Assignment. Carry on the news article about Brookfield's chief executive and today's investing opportunities, picking up after its last sentence.

The chief executive of Toronto-based Brookfield Asset Management, one of the world's largest real estate companies, said he sees the best investing opportunities since 2009.
In his quarterly letter to shareholders, CEO Bruce Flatt said market conditions these days with high interest rates can benefit managers with experience, access to large-scale capital and strong lender relationships.
"Since the global financial crisis in 2009, we don't believe there has been a more fruitful environment to execute our longstanding investment strategy: buy high-quality assets for value when their financial structures are compromised and drive upside through active asset management," said Flatt. "Our hands-on approach gives us control over investment outcomes through cycles and is well-suited for today's environment."
Interest rate increases over the past year in Canada, the United States and the United Kingdom have led to higher financing costs and forced many would-be buyers to the sidelines, leaving properties available. Industry executives including those at private equity giant TPG Inc., moving toward closing on its $2.7 billion acquisition of Angelo Gordon, are seeking a wide range of would-be real estate investments in what they call favorable investing conditions.

Dataset excerpts.
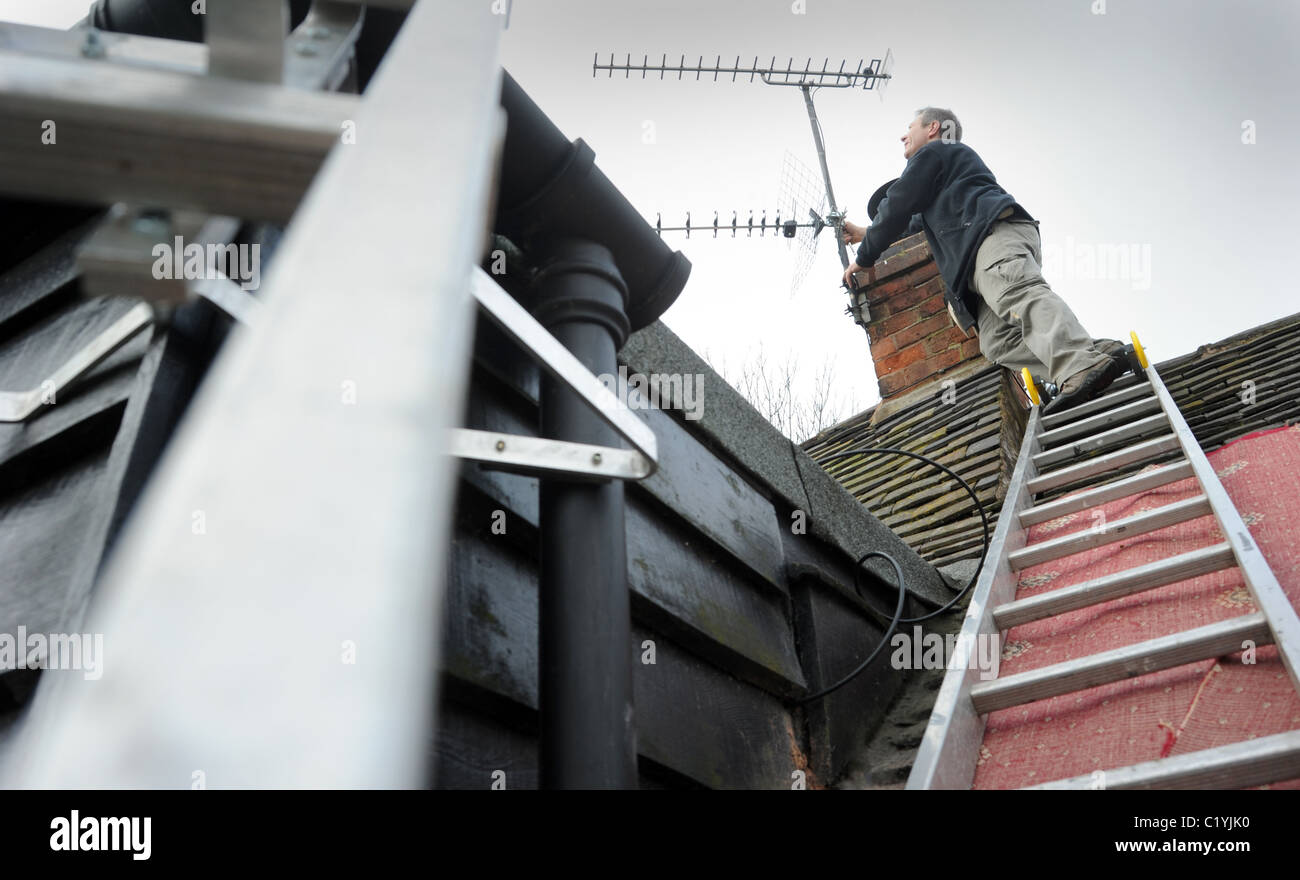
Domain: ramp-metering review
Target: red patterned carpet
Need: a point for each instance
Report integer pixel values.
(1181, 710)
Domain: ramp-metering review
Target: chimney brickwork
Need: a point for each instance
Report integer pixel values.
(913, 337)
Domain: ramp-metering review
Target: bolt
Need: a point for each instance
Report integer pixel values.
(92, 47)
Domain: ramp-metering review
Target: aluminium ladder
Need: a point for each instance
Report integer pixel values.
(1135, 421)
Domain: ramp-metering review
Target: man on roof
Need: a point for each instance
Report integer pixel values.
(989, 254)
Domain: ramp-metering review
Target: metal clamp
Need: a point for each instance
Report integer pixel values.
(542, 455)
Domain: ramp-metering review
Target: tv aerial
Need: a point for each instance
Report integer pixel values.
(872, 76)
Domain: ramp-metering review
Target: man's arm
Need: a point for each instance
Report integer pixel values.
(914, 191)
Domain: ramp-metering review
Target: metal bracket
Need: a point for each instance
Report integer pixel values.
(18, 406)
(118, 258)
(538, 454)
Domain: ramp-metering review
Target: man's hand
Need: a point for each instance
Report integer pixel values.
(853, 269)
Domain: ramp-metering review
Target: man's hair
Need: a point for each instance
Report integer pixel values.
(949, 129)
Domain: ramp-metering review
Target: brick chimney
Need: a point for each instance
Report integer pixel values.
(914, 341)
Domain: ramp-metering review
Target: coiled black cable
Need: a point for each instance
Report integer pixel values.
(902, 588)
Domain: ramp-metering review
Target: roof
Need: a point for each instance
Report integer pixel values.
(975, 427)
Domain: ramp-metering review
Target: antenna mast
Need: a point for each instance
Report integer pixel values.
(874, 76)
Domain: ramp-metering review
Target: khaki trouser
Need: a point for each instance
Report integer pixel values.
(1022, 321)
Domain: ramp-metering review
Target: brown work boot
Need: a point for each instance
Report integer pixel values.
(1086, 385)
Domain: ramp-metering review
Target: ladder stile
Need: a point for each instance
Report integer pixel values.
(950, 742)
(1262, 584)
(1134, 407)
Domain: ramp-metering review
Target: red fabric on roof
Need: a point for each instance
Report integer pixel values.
(1175, 711)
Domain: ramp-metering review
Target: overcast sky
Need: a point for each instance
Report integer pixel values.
(1113, 129)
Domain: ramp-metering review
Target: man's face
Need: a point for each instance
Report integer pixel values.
(918, 135)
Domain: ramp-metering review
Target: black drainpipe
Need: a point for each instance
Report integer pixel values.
(585, 677)
(605, 272)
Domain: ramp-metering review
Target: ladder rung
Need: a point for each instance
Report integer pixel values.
(1121, 415)
(1109, 491)
(1134, 454)
(1160, 421)
(1043, 551)
(161, 138)
(1240, 764)
(1113, 586)
(1112, 398)
(1164, 653)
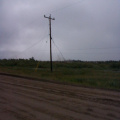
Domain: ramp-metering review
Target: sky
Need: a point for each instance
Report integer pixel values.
(87, 30)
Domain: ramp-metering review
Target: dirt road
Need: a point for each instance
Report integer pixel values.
(22, 99)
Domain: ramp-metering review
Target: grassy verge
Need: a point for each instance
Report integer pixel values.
(86, 76)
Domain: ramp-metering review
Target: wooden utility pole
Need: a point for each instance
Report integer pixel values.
(50, 40)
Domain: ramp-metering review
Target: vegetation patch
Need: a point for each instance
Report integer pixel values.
(93, 74)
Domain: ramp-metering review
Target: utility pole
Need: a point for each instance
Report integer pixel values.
(50, 40)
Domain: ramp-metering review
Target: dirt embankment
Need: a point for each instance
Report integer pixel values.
(22, 99)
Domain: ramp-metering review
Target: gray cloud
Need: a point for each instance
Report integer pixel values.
(81, 29)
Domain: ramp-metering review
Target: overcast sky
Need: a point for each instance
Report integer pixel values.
(82, 30)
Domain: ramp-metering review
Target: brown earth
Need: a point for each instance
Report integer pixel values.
(22, 99)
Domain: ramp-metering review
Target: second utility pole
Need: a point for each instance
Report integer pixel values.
(50, 40)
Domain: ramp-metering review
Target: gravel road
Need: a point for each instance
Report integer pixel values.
(23, 99)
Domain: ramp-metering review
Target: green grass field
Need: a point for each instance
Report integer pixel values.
(91, 74)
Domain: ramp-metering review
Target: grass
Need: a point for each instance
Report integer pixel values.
(84, 74)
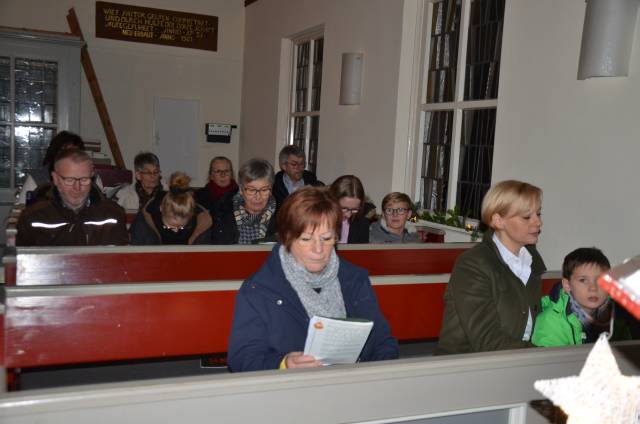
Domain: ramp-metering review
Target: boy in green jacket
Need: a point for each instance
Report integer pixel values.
(577, 309)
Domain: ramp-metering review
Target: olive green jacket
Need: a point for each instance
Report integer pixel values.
(486, 304)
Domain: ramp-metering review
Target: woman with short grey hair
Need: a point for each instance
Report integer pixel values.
(247, 216)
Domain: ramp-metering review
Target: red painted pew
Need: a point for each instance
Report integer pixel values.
(70, 306)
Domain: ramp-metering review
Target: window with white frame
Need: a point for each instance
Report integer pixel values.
(458, 103)
(304, 117)
(39, 95)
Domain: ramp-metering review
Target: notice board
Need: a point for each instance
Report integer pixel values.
(156, 26)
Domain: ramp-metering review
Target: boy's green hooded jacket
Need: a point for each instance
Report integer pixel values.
(557, 325)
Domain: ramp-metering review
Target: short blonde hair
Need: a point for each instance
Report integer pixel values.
(505, 195)
(398, 197)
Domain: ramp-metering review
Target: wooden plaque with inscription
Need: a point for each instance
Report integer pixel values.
(156, 26)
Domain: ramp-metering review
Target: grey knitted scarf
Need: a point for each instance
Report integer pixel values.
(327, 303)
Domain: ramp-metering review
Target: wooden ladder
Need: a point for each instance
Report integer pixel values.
(87, 65)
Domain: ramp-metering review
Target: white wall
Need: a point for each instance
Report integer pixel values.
(353, 139)
(577, 140)
(131, 74)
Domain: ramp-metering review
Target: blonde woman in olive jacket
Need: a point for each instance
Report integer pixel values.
(493, 296)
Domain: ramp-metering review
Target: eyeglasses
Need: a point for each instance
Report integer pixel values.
(353, 211)
(172, 228)
(395, 211)
(296, 164)
(255, 191)
(151, 173)
(70, 181)
(323, 240)
(221, 172)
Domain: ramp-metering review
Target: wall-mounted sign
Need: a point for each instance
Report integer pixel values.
(156, 26)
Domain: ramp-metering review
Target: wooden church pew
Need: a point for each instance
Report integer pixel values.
(68, 306)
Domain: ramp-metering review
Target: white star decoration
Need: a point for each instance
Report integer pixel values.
(599, 394)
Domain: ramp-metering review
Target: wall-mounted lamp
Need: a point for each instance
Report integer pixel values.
(351, 78)
(607, 38)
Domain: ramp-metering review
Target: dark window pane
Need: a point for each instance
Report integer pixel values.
(436, 159)
(317, 74)
(483, 49)
(313, 144)
(476, 159)
(443, 56)
(302, 76)
(5, 156)
(31, 145)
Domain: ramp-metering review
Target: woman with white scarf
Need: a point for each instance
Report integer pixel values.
(303, 277)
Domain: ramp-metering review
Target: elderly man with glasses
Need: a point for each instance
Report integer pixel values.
(292, 175)
(74, 211)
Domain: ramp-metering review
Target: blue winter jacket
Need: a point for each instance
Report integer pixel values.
(269, 320)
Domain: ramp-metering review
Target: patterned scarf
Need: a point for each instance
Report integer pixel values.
(143, 196)
(328, 302)
(252, 227)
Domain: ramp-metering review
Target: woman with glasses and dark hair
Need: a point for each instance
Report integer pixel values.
(301, 278)
(221, 181)
(148, 175)
(349, 193)
(247, 216)
(396, 209)
(172, 217)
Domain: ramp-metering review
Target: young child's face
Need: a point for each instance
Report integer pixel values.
(584, 287)
(395, 216)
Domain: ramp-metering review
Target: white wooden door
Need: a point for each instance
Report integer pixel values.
(176, 135)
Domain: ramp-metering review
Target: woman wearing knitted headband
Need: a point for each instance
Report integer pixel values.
(172, 217)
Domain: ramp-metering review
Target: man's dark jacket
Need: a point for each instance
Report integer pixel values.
(49, 223)
(280, 191)
(225, 230)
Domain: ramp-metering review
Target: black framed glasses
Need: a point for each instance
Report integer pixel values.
(395, 211)
(221, 172)
(70, 181)
(353, 211)
(151, 173)
(251, 191)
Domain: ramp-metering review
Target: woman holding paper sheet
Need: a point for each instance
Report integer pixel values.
(303, 277)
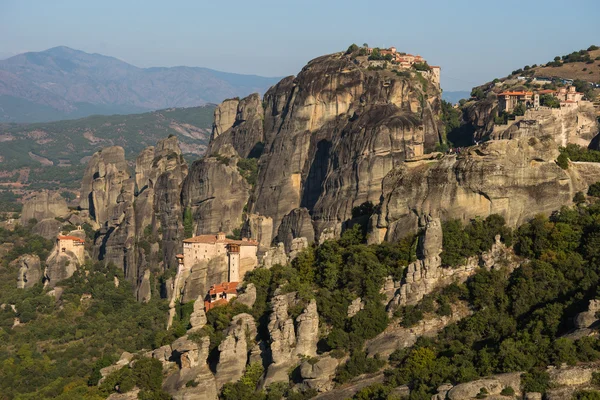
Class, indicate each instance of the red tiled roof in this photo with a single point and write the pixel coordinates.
(73, 238)
(208, 305)
(212, 239)
(515, 93)
(224, 287)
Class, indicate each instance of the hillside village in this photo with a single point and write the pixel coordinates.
(391, 59)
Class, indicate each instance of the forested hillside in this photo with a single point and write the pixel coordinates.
(518, 320)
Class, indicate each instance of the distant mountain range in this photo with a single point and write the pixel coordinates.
(63, 83)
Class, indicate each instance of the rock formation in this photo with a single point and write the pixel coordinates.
(62, 264)
(288, 344)
(493, 385)
(283, 340)
(191, 359)
(240, 123)
(44, 205)
(216, 193)
(319, 375)
(396, 337)
(233, 350)
(517, 179)
(307, 332)
(134, 214)
(587, 318)
(275, 256)
(30, 271)
(247, 296)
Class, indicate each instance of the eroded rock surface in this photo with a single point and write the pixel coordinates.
(233, 350)
(44, 205)
(30, 271)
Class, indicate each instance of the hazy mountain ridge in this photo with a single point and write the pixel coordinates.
(77, 84)
(55, 151)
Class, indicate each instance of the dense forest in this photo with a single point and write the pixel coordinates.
(517, 323)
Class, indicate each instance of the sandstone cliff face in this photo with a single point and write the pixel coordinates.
(216, 193)
(239, 123)
(576, 124)
(290, 342)
(44, 205)
(234, 349)
(331, 135)
(514, 178)
(124, 207)
(61, 265)
(30, 271)
(106, 174)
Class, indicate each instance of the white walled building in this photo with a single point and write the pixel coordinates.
(71, 244)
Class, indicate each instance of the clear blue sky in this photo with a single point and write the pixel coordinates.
(472, 40)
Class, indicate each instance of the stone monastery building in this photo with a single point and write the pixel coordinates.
(72, 244)
(240, 254)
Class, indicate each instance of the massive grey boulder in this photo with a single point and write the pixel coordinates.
(248, 296)
(105, 176)
(296, 224)
(216, 193)
(191, 359)
(307, 332)
(242, 128)
(48, 228)
(319, 374)
(517, 179)
(493, 385)
(332, 134)
(30, 271)
(44, 205)
(283, 340)
(233, 350)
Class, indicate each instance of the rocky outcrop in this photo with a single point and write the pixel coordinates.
(130, 210)
(233, 350)
(318, 374)
(275, 256)
(283, 340)
(61, 265)
(296, 224)
(331, 135)
(247, 296)
(396, 337)
(216, 193)
(198, 316)
(30, 271)
(517, 179)
(354, 307)
(193, 380)
(307, 332)
(290, 342)
(239, 124)
(493, 386)
(259, 228)
(48, 228)
(480, 117)
(425, 275)
(104, 179)
(44, 205)
(225, 115)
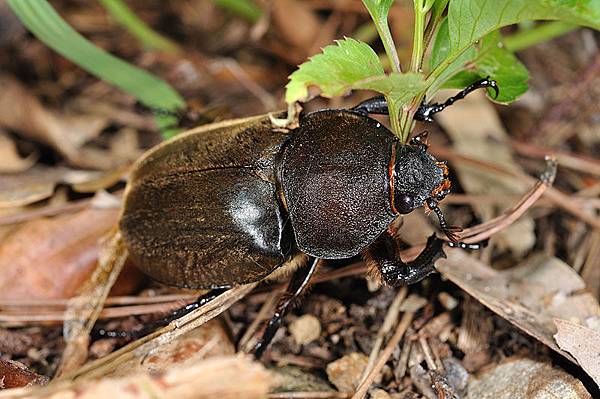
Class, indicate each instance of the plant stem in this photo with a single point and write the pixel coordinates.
(242, 8)
(417, 55)
(539, 34)
(138, 28)
(406, 123)
(388, 43)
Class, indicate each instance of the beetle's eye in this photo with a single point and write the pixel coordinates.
(404, 203)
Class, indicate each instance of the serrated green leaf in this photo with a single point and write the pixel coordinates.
(438, 8)
(488, 58)
(470, 20)
(43, 21)
(401, 87)
(441, 50)
(499, 64)
(335, 70)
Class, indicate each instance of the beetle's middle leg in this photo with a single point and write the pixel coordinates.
(296, 287)
(426, 110)
(378, 105)
(384, 254)
(155, 325)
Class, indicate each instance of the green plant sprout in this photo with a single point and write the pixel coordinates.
(455, 43)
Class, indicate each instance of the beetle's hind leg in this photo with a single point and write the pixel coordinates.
(384, 255)
(296, 287)
(147, 329)
(425, 111)
(375, 105)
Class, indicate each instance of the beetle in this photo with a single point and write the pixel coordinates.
(238, 202)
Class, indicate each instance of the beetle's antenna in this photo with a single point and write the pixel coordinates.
(448, 230)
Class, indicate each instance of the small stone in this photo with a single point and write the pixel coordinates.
(526, 379)
(380, 394)
(345, 373)
(305, 329)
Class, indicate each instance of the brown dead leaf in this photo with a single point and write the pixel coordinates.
(229, 377)
(14, 375)
(21, 112)
(529, 295)
(11, 160)
(51, 257)
(581, 342)
(39, 183)
(296, 23)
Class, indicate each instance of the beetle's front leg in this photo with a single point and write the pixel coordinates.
(384, 254)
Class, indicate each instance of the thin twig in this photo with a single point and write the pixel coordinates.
(388, 323)
(309, 395)
(362, 389)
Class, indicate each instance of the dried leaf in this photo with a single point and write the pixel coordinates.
(14, 375)
(581, 342)
(346, 372)
(209, 340)
(21, 112)
(11, 160)
(296, 23)
(528, 296)
(51, 257)
(224, 377)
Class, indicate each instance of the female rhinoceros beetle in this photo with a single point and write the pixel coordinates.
(232, 203)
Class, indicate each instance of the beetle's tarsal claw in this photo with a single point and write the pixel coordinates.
(450, 231)
(464, 245)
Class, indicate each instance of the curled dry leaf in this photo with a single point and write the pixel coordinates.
(229, 377)
(581, 342)
(12, 162)
(51, 257)
(14, 375)
(529, 295)
(209, 340)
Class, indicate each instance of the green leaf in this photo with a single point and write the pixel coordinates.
(469, 20)
(43, 21)
(438, 8)
(379, 10)
(399, 88)
(148, 37)
(243, 8)
(402, 87)
(487, 58)
(441, 51)
(499, 64)
(335, 70)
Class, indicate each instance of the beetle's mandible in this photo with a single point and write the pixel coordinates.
(232, 203)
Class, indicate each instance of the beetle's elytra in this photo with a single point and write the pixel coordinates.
(231, 203)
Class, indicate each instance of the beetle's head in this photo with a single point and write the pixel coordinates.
(418, 178)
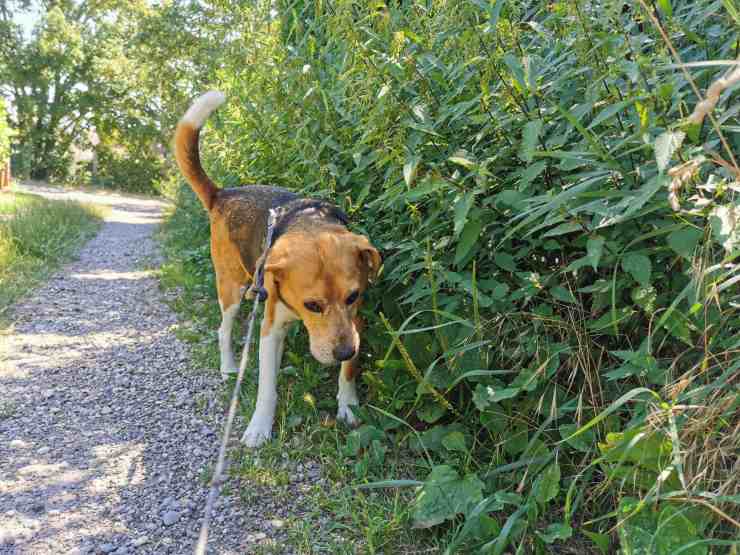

Task response.
Brookfield Asset Management has acquired, since it began investing for clients in the early 2000s, almost US$100 billion of properties during various business cycles and in nearly every real estate sector and strategy, with overall average 20% annualized gross returns, Flatt said.
Brookfield, with about US$850 billion in total assets under management and operating in 30 countries, also has divisions dedicated to infrastructure, private equity, renewable power, credit and insurance.
The company recently began fundraising for its fifth vintage opportunistic real estate fund.
"Historically, many of the substantial gains in real estate were made during periods of capital scarcity, so we are confident that investors will look to deploy meaningful amounts of capital to opportunistic real estate strategies in order to take advantage of the stress in the market, which is our sweet spot. As the funding markets turn, we expect to be a beneficiary," said Flatt in the letter.
Solid Fundamentals
The chief executive said despite challenges, most real estate fundamentals are strong and pointed to multifamily rents in the United States being up 15% year over year, premier office rents at all-time highs and rents for logistics properties growing by an average of 11%.
"Hotel rooms are full, with (average daily rates) ahead of pre-pandemic levels, and high-quality retail centers hit record sales in 2022," said Flatt.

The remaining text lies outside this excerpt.